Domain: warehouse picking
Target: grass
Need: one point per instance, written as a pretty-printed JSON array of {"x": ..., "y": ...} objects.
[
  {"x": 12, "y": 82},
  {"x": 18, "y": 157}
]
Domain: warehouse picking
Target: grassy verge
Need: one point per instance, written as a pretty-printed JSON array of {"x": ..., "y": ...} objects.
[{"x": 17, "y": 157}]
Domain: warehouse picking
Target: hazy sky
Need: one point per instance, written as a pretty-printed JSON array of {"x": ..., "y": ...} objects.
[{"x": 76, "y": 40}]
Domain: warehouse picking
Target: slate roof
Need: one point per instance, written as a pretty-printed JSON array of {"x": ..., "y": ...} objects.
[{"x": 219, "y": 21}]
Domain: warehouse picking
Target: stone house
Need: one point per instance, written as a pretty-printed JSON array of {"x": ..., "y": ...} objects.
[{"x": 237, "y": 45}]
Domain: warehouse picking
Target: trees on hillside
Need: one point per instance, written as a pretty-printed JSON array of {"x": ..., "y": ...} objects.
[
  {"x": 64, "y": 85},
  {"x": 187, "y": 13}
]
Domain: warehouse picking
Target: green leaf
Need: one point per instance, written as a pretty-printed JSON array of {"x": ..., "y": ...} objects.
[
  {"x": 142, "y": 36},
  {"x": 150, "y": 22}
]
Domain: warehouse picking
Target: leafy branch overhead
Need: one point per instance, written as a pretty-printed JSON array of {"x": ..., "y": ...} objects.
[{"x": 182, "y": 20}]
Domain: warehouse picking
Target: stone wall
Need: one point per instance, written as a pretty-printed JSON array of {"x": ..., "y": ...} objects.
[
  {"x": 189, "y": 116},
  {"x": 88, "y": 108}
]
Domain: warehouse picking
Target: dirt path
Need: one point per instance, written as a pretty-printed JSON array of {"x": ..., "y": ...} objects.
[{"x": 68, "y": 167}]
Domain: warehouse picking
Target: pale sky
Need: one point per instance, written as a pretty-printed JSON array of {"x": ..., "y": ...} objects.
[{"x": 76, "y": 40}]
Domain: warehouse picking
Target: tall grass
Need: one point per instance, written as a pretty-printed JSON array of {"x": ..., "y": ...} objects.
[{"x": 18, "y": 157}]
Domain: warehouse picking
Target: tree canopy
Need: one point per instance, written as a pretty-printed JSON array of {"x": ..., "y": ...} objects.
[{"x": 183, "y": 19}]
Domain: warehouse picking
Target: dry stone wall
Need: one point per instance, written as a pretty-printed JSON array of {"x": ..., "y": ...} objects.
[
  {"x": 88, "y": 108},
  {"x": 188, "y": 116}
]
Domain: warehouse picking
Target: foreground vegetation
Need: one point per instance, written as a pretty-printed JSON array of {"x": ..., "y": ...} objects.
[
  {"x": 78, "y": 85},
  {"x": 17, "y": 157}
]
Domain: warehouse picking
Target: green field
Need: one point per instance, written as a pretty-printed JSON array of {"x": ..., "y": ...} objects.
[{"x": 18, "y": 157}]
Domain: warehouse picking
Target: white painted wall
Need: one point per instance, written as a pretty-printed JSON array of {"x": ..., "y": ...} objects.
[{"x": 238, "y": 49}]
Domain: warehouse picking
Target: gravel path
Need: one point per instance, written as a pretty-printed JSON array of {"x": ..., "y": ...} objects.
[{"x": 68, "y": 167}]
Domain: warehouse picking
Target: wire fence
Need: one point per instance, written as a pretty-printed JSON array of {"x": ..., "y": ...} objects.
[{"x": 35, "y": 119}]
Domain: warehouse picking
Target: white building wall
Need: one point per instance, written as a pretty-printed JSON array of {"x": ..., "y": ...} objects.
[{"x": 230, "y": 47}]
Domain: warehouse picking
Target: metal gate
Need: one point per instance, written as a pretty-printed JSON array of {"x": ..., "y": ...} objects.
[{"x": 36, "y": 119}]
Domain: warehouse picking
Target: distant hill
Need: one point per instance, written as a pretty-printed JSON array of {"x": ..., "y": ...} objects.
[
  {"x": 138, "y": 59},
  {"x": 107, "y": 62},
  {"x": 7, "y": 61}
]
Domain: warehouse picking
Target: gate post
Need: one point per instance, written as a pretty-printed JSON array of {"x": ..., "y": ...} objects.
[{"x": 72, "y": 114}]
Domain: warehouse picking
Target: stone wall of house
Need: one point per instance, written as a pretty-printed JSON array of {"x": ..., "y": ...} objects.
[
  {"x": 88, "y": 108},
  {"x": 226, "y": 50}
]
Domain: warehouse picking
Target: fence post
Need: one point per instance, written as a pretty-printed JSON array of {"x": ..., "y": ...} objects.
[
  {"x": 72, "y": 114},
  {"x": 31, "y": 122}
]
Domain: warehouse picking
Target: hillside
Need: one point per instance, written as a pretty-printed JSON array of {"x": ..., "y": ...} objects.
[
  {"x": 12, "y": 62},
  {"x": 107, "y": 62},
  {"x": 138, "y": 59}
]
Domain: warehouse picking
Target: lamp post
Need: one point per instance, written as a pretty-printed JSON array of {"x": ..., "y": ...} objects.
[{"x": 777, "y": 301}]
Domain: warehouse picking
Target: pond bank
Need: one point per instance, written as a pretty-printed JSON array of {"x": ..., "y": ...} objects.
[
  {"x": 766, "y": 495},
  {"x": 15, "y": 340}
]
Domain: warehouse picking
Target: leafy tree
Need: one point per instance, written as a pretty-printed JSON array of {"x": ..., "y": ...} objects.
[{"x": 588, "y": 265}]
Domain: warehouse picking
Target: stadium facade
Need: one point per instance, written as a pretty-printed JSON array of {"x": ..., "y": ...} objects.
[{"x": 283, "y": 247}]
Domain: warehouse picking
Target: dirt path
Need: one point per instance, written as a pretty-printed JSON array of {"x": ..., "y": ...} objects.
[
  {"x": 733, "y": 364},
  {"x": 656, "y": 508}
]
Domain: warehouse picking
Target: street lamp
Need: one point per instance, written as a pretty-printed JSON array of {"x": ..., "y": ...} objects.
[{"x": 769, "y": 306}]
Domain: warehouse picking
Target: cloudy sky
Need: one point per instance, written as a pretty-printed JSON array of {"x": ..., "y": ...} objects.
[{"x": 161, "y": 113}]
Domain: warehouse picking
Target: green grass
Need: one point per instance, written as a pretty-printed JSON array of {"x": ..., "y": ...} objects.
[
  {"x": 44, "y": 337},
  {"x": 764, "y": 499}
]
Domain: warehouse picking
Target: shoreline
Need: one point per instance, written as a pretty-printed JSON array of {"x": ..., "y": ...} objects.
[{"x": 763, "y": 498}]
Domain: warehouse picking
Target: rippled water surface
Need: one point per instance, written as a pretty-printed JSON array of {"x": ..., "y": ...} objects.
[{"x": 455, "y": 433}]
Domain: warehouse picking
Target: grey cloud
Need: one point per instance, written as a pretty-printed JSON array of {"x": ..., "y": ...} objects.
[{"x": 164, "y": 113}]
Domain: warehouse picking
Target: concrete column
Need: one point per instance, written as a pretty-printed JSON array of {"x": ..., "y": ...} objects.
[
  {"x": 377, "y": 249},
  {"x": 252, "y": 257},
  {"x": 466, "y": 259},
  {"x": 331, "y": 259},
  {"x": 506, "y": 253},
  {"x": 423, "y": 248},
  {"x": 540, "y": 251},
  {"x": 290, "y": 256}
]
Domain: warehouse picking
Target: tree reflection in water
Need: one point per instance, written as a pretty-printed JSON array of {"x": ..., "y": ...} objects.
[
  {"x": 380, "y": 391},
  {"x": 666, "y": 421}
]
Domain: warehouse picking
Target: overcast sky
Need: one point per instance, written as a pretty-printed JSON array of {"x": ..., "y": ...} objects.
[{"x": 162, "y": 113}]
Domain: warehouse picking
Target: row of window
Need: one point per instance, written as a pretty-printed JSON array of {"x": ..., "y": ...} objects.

(The problem)
Copy out the material word for word and line for line.

(The completed task)
Domain: warehouse picking
Target: grass
Need: one point per instance, written as a pretty-printed JSON array of {"x": ..., "y": ...} objects.
[
  {"x": 12, "y": 82},
  {"x": 18, "y": 157}
]
Domain: warehouse picking
Target: grassy verge
Need: one point per instance, written as a pretty-printed JSON array of {"x": ..., "y": ...} objects.
[{"x": 17, "y": 157}]
Domain: warehouse picking
Target: hazy sky
Need: one point per instance, written as a pretty-printed JSON array of {"x": ..., "y": ...} objects.
[{"x": 76, "y": 40}]
Domain: warehouse picking
Target: slate roof
Need: one point per instance, written as a pretty-printed JSON array of {"x": ..., "y": ...} objects.
[{"x": 219, "y": 21}]
Domain: warehouse picking
Target: stone house
Need: one point per instance, written as a pretty-printed JSON array of {"x": ..., "y": ...} objects.
[{"x": 237, "y": 45}]
Domain: warehouse picking
Target: trees on hillside
Need: one point per instance, written as a pretty-printed JSON array of {"x": ..., "y": ...} objects.
[
  {"x": 64, "y": 85},
  {"x": 187, "y": 13}
]
Domain: warehouse picking
Target: green leaf
Need: one point per instance, written as a pretty-printed JSON array of {"x": ..., "y": ...} objects.
[
  {"x": 142, "y": 36},
  {"x": 150, "y": 22}
]
Domain: warehouse picking
Target: leafy branch overhead
Need: one point per instance, written as a pretty-printed JSON array of {"x": ..., "y": ...} objects.
[{"x": 182, "y": 20}]
Domain: warehouse picking
Target: stone wall
Need: one point per instance, written as a pretty-printed JSON array of {"x": ..., "y": ...} objects.
[
  {"x": 189, "y": 116},
  {"x": 88, "y": 108}
]
Domain: warehouse picking
Target: dirt path
Need: one point per instance, written as a pretty-printed JSON array of {"x": ..., "y": ...} objects.
[{"x": 68, "y": 167}]
Domain: warehouse picking
Target: pale sky
Need: one point per instance, written as a pretty-printed JSON array of {"x": ..., "y": ...} objects.
[{"x": 76, "y": 40}]
Domain: warehouse picking
Target: tall grass
Need: one point per instance, written as a pretty-printed JSON array of {"x": ..., "y": ...} objects.
[{"x": 18, "y": 157}]
Domain: warehouse picking
Target: tree canopy
Need: one point per instance, written as a pretty-printed JSON array of {"x": ..., "y": ...} objects.
[{"x": 183, "y": 19}]
Domain: warehouse picking
Target: dry stone wall
Need: one point per instance, written as a pretty-printed JSON array of {"x": ..., "y": ...} objects.
[
  {"x": 88, "y": 108},
  {"x": 188, "y": 116}
]
Domain: warehouse picking
Target: foreground vegetation
Need: one point per instance, written as a pretty-printed JSON array of {"x": ..., "y": ...} objects.
[
  {"x": 78, "y": 85},
  {"x": 17, "y": 157}
]
Domain: warehouse picking
Target: green field
Need: one point per instance, written as a pretty-printed JSON array of {"x": ..., "y": ...} objects.
[{"x": 18, "y": 157}]
Domain: warehouse picking
Target: white painted wall
Need: one point per instance, written as a pretty-printed JSON array of {"x": ..., "y": ...} objects.
[{"x": 238, "y": 49}]
Domain: warehouse picking
Target: gravel path
Need: one point per instance, written as a pretty-printed JSON array of {"x": ..., "y": ...} objects.
[{"x": 68, "y": 167}]
Domain: warehouse picking
Target: wire fence
Need: one point per instance, written as a pretty-printed JSON array of {"x": ..., "y": ...} objects.
[{"x": 35, "y": 119}]
Domain: warehouse picking
Target: white building wall
Need: one point per instance, written as a pretty-printed JSON array of {"x": ..., "y": ...} objects.
[{"x": 230, "y": 47}]
Domain: warehouse picking
Target: metal gate
Need: one point per instance, written as a pretty-printed JSON array of {"x": ..., "y": ...} objects.
[{"x": 36, "y": 119}]
Domain: warehouse picking
Target: distant hill
Need: one point per instance, written as a pretty-printed JSON array of {"x": ..., "y": ...} objects.
[
  {"x": 138, "y": 59},
  {"x": 107, "y": 62},
  {"x": 7, "y": 61}
]
Domain: warehouse picking
Target: gate post
Need: one point per instance, written as a pretty-printed JSON array of {"x": ..., "y": ...} objects.
[{"x": 72, "y": 114}]
Domain: warehouse picking
Target: stone wall of house
Need: one point per instance, written as a pretty-printed JSON array of {"x": ..., "y": ...} objects.
[
  {"x": 88, "y": 108},
  {"x": 226, "y": 50}
]
Domain: warehouse picking
Target: fence post
Need: one point per instance, written as a pretty-printed JSON array of {"x": ..., "y": ...} objects.
[
  {"x": 72, "y": 114},
  {"x": 31, "y": 122}
]
Domain: warehouse picking
Target: hillside
Need: one point per instance, written as a pretty-printed JSON array of {"x": ..., "y": ...} objects.
[
  {"x": 12, "y": 62},
  {"x": 107, "y": 62},
  {"x": 138, "y": 59}
]
Domain: warehouse picking
Target: lamp post
Need: one point per instance, written as a pretty-printed JSON array of {"x": ..., "y": ...} objects.
[{"x": 777, "y": 301}]
Domain: warehouse picking
Target: pond bank
Need: one point per instance, written as a pretty-printed JSON array of {"x": ..., "y": ...} objects.
[
  {"x": 766, "y": 495},
  {"x": 15, "y": 340}
]
Domain: warehouse picking
Target: leafy tree
Need: one point per instance, written as a pretty-printed JSON array of {"x": ..., "y": ...} objects.
[{"x": 588, "y": 265}]
Domain: warehouse picking
Target: stadium facade
Need: one point per instance, written as a pretty-printed JSON array of {"x": ..., "y": ...} objects.
[{"x": 283, "y": 247}]
Domain: warehouse picking
Target: dirt path
Need: one point per instance, written as a pretty-printed JSON array of {"x": ..., "y": ...} objects.
[
  {"x": 733, "y": 364},
  {"x": 656, "y": 508}
]
Domain: warehouse picking
Target: street lamp
Need: one point per instance, written as a pretty-printed JSON array of {"x": ..., "y": ...} objects.
[{"x": 769, "y": 306}]
Domain: warehouse picking
Target: cloudy sky
Need: one point per instance, written as a pretty-printed JSON array of {"x": ..., "y": ...} objects.
[{"x": 161, "y": 113}]
Domain: warehouse picking
Target: green grass
Need: one point per instance, written as a pretty-printed JSON array of {"x": ..., "y": ...} objects.
[
  {"x": 44, "y": 337},
  {"x": 764, "y": 499}
]
Domain: warehouse picking
Target: shoreline
Need: one point per instance, written as a pretty-printed JSON array of {"x": ..., "y": ...} objects.
[{"x": 763, "y": 498}]
Domain: warehouse picking
Target: rippled water surface
Need: one point per instance, written as a pretty-printed JSON array of {"x": ..., "y": ...} objects.
[{"x": 455, "y": 433}]
Domain: warehouse picking
Target: grey cloud
Need: one point per instance, written as a pretty-printed JSON array of {"x": ..., "y": ...} objects.
[{"x": 164, "y": 113}]
Domain: warehouse picking
Target: concrete column
Need: one point per instance, written as a pretty-printed JSON array of {"x": ..., "y": ...} objects.
[
  {"x": 377, "y": 249},
  {"x": 252, "y": 257},
  {"x": 466, "y": 259},
  {"x": 331, "y": 259},
  {"x": 506, "y": 253},
  {"x": 423, "y": 248},
  {"x": 540, "y": 251},
  {"x": 290, "y": 256}
]
Domain: warehouse picking
Target: tree reflection in water
Need: one point per instance, written as a pretty-printed JSON array of {"x": ..., "y": ...} objects.
[
  {"x": 380, "y": 391},
  {"x": 666, "y": 421}
]
Domain: warehouse picking
Target: overcast sky
Need: one point per instance, written as a pretty-printed JSON array of {"x": ..., "y": ...} objects.
[{"x": 162, "y": 113}]
Domain: warehouse picking
Target: row of window
Need: one point per instance, written as a pretty-printed JSON array of {"x": ..., "y": ...} objects.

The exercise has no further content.